Your instructions: Rewrite the lines of the material below as a numbered list, omitting blank lines and leaving out the pictures.

Source records:
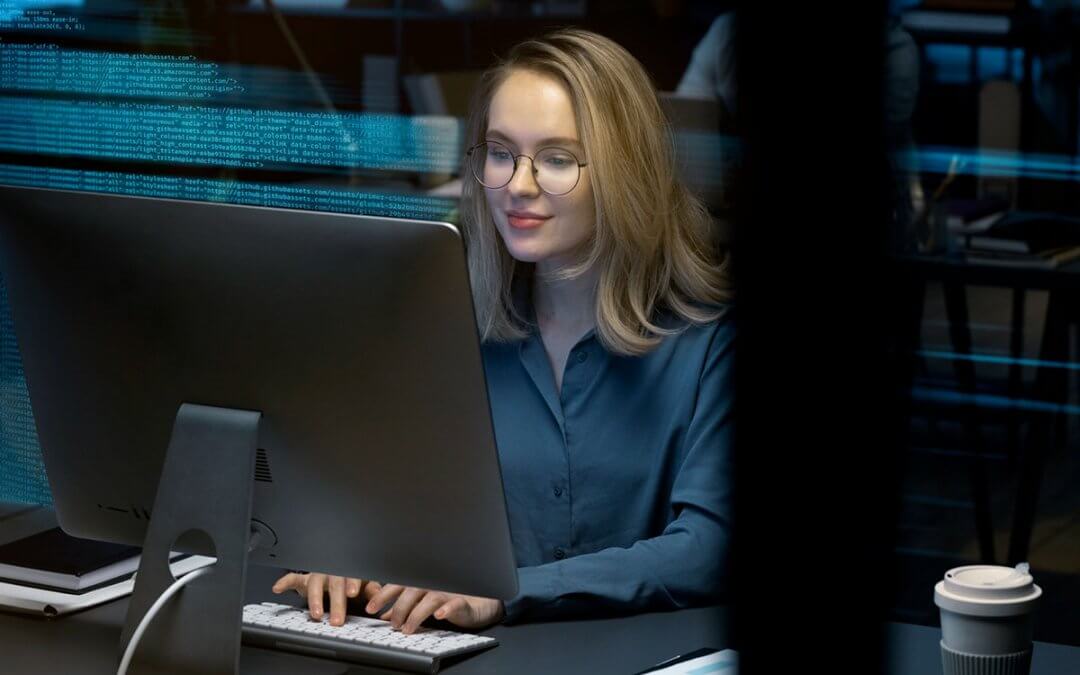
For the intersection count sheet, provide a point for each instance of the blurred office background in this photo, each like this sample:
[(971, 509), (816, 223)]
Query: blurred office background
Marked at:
[(356, 106)]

Final result:
1. For the intersection count sheet, provide a point for each instance of the blurred office background in this photo, each like this sample:
2. [(971, 509), (816, 223)]
3. Query: blurred office background
4. Marked at:
5. [(356, 106)]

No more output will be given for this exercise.